__WHAT YOU WILL DO__: Reproduce exactly the lines from the line containing "tent pole, giving" through the end of the records below, including both ends, and nothing else.

* BEGIN LISTED RECORDS *

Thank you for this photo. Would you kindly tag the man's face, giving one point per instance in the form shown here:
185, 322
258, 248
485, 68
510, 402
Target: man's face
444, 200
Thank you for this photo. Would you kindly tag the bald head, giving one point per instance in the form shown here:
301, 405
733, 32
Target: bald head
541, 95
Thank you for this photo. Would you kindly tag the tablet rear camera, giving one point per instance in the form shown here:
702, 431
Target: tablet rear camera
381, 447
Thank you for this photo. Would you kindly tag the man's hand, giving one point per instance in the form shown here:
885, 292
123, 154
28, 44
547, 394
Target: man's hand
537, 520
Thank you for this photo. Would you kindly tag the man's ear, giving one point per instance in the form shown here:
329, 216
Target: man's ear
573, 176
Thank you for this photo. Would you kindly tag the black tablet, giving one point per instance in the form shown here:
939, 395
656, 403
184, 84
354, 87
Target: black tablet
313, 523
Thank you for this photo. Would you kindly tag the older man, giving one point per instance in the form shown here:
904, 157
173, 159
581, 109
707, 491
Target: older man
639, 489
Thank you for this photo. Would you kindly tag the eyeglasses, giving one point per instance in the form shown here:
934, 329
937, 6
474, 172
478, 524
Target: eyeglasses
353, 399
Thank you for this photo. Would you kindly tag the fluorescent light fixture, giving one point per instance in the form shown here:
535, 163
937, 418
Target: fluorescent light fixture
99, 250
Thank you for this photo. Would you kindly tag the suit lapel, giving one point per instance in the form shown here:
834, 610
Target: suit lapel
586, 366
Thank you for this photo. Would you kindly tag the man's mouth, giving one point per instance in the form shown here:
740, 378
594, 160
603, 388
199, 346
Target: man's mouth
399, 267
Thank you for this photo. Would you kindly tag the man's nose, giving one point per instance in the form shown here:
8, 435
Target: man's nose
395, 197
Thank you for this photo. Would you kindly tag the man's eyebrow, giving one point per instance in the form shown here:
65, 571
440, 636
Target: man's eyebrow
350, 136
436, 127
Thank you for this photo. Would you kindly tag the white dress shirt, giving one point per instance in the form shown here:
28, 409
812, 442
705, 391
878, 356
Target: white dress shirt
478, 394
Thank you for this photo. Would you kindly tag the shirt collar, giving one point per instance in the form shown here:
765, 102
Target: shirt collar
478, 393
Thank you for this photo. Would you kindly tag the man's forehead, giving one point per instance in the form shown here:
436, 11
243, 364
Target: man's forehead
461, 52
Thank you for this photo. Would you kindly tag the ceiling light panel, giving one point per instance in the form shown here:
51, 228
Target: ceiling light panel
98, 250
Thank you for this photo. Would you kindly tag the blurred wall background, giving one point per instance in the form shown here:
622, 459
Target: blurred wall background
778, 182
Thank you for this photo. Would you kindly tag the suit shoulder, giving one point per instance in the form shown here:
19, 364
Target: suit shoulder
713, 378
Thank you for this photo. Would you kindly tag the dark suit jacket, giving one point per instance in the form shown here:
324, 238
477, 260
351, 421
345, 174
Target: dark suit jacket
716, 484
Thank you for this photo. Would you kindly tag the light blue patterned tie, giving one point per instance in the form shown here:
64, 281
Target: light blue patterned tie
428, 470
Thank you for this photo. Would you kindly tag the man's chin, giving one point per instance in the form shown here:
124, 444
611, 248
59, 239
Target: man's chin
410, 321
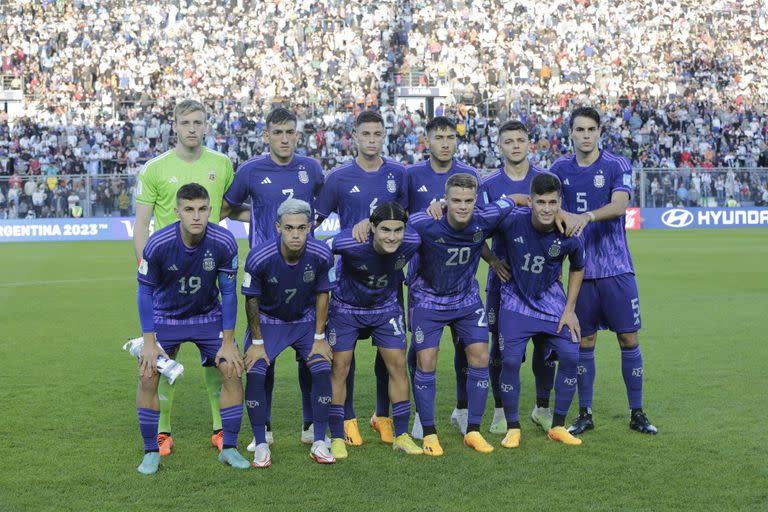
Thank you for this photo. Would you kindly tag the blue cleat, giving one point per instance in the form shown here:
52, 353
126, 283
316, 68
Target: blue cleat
150, 463
232, 457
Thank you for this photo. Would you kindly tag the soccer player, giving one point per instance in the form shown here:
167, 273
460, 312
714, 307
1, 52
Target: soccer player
533, 303
156, 191
513, 178
354, 190
445, 292
596, 186
367, 302
286, 286
178, 301
265, 182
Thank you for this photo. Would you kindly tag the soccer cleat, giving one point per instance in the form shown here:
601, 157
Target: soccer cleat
165, 442
542, 416
431, 446
476, 441
321, 454
339, 448
499, 423
582, 424
149, 463
352, 433
383, 425
231, 457
262, 457
640, 423
217, 440
405, 443
417, 432
512, 439
459, 420
561, 435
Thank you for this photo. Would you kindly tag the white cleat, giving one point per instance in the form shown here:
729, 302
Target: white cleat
417, 432
262, 457
321, 453
459, 420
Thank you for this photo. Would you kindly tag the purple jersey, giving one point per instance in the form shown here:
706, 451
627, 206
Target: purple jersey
495, 186
287, 292
425, 186
354, 193
266, 185
185, 279
590, 188
536, 259
367, 281
446, 277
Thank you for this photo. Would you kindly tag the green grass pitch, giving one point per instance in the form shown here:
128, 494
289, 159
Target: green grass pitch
70, 437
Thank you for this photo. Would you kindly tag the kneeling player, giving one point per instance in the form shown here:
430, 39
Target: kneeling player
286, 287
179, 301
533, 304
367, 302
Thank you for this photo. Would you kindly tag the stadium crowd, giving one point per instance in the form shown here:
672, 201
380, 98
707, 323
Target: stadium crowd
100, 80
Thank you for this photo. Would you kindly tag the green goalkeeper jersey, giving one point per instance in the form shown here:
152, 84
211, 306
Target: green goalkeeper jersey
162, 177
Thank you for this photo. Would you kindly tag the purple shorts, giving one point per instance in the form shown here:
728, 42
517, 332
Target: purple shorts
387, 330
515, 330
468, 324
278, 337
609, 303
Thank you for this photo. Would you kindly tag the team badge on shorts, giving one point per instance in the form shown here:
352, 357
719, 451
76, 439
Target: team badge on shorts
599, 181
554, 249
309, 274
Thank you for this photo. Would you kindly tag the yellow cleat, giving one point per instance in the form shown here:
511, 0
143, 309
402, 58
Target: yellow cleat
431, 446
404, 442
352, 433
338, 448
561, 435
476, 441
512, 439
383, 425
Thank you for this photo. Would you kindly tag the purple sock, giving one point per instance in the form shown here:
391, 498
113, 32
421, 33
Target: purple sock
477, 393
256, 400
336, 421
510, 387
586, 377
424, 393
321, 396
305, 385
543, 372
382, 386
401, 415
349, 403
231, 418
632, 371
148, 420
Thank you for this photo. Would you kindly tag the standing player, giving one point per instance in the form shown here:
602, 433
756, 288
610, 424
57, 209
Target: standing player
265, 182
354, 190
596, 185
179, 301
156, 191
533, 303
445, 292
513, 178
286, 287
368, 303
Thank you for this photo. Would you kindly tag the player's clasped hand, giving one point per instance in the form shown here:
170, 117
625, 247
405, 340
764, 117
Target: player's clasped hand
570, 319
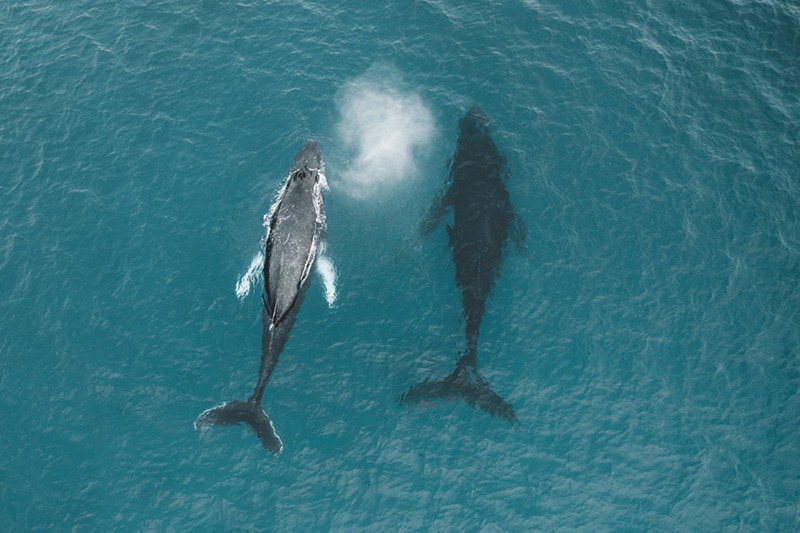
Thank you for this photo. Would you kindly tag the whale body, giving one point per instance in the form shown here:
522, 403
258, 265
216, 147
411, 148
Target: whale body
483, 221
296, 233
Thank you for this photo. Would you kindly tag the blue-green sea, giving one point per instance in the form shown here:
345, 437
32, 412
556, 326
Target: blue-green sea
648, 335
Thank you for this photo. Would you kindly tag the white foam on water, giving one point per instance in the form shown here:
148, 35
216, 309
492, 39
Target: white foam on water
384, 128
253, 274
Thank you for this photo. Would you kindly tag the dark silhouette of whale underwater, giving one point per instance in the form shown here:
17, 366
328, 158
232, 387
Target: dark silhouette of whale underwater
295, 238
483, 219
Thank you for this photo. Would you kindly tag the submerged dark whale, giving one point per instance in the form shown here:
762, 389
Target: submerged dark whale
483, 220
295, 238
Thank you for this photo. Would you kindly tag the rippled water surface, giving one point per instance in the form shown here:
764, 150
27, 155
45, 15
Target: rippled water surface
648, 336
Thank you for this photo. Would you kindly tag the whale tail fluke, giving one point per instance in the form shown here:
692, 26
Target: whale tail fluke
464, 383
249, 412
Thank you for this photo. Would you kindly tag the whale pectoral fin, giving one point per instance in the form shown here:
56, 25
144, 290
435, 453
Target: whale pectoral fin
519, 233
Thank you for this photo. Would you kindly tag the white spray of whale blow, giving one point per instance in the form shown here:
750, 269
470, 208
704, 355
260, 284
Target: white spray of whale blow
383, 129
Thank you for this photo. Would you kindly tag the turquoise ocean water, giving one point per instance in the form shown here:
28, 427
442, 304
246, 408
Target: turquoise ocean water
648, 338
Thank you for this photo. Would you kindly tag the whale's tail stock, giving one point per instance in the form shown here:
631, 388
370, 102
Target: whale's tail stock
464, 383
249, 412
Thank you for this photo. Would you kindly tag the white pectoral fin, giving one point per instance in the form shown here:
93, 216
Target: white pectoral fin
328, 274
254, 271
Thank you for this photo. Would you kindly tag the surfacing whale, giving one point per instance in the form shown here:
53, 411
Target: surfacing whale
483, 220
295, 238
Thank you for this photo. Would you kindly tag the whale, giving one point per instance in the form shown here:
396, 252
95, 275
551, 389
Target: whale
483, 221
296, 233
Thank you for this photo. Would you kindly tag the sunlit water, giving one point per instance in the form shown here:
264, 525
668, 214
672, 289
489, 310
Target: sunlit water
648, 336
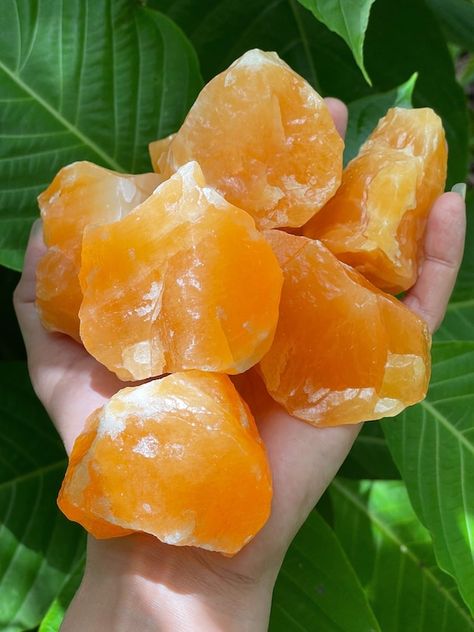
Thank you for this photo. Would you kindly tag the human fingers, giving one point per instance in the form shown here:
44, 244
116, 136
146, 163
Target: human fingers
69, 382
339, 114
444, 246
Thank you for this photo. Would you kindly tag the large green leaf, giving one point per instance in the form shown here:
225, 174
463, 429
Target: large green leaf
317, 589
53, 618
370, 457
404, 37
347, 19
82, 80
365, 113
39, 548
433, 446
457, 19
222, 30
393, 557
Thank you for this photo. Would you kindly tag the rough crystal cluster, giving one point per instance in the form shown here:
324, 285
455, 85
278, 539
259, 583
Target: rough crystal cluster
193, 271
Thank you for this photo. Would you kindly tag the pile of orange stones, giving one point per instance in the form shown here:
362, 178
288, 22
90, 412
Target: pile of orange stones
249, 248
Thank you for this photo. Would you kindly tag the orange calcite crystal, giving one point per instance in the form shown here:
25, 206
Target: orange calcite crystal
376, 220
81, 194
343, 351
179, 458
185, 281
263, 138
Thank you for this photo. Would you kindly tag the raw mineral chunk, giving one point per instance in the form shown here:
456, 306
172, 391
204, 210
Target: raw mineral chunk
179, 458
263, 138
343, 351
81, 193
185, 281
377, 218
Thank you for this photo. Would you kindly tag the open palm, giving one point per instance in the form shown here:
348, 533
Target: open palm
71, 384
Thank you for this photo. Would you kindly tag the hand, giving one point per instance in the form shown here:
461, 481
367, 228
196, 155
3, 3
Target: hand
139, 583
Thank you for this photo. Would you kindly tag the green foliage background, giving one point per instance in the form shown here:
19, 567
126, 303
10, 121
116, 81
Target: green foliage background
391, 546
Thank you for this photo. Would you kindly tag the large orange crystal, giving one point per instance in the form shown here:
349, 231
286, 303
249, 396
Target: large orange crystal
376, 220
263, 138
179, 458
81, 194
343, 351
184, 281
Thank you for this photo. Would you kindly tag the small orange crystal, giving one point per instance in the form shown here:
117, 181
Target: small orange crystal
179, 458
184, 281
263, 138
81, 193
343, 351
376, 220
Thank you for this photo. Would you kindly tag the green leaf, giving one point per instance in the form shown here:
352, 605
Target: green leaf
222, 30
82, 80
317, 589
53, 618
404, 37
370, 457
457, 19
39, 548
433, 446
347, 19
365, 113
393, 557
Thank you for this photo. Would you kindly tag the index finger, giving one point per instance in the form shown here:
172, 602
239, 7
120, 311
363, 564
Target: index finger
444, 247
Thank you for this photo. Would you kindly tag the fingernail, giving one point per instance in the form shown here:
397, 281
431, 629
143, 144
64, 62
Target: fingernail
460, 189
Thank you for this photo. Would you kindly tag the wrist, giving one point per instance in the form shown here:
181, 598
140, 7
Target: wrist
146, 585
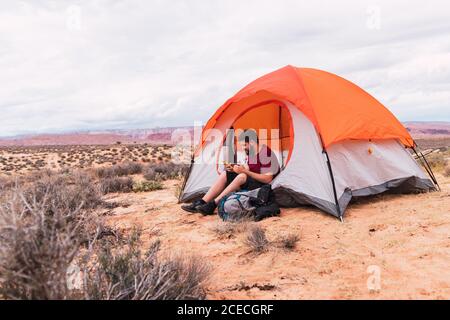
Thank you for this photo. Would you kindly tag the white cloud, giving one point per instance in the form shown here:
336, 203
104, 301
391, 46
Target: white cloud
75, 65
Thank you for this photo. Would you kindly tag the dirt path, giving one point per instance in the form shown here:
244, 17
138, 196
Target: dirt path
404, 237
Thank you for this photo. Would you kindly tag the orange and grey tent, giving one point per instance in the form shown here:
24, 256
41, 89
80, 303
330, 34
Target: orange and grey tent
334, 141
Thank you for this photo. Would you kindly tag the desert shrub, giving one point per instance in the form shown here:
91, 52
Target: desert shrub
116, 184
70, 191
6, 183
39, 237
436, 160
256, 239
128, 274
146, 186
288, 242
119, 170
227, 230
164, 171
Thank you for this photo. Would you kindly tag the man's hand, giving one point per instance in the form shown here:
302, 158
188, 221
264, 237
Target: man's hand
239, 169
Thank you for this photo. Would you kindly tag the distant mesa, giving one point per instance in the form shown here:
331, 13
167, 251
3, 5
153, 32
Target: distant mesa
418, 129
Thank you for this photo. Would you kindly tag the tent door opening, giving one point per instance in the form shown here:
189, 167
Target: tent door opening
272, 121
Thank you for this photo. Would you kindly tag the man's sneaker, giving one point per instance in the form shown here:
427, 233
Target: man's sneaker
193, 207
207, 208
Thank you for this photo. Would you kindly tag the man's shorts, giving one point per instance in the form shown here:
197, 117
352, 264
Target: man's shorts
250, 184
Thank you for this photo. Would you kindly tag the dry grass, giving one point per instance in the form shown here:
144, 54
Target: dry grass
447, 171
437, 160
116, 184
256, 239
48, 223
164, 171
287, 242
147, 186
227, 230
41, 230
120, 170
128, 274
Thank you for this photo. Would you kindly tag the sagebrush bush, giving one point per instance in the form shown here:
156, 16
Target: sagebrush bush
66, 191
288, 241
128, 274
227, 230
119, 170
447, 171
116, 184
164, 171
146, 186
436, 160
40, 235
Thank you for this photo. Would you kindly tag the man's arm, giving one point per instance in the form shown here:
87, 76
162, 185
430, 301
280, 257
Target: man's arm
264, 178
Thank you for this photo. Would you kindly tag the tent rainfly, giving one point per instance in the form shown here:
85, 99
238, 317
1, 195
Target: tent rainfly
334, 141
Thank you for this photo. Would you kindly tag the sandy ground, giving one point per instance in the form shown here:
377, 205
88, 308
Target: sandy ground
401, 240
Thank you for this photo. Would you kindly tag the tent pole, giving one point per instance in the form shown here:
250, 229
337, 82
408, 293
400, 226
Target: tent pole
186, 176
280, 134
427, 166
338, 208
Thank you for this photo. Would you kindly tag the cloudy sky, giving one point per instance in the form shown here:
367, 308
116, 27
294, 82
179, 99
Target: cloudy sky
107, 64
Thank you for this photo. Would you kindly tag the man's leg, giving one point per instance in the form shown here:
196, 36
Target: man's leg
233, 186
216, 188
209, 207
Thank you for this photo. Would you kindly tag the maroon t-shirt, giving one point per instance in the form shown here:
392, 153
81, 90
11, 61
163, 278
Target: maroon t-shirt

* END LISTED RECORDS *

__THE COMPLETED TASK__:
Thank you for this photo. Would you kindly tag the tent pole, giving one point per instance in the form shown here:
250, 229
337, 82
408, 293
400, 226
Target: tent pole
186, 176
280, 134
427, 166
338, 208
Thank you for this photo. Would you kindly tag the cloudy sky, giving one point per instance in the form shown here:
367, 308
116, 27
294, 82
179, 99
Target: cloudy sky
107, 64
Thank you for this photo. Would you kindly tag the man's leg, giving one point per instance in the form shown here:
196, 36
Target: man's leg
233, 186
216, 188
209, 207
Thank you for this photo. Would you kindly tag the maroon t-shirt, giving one point per instance in the form shown here:
392, 153
81, 90
11, 61
163, 278
Target: maroon t-shirt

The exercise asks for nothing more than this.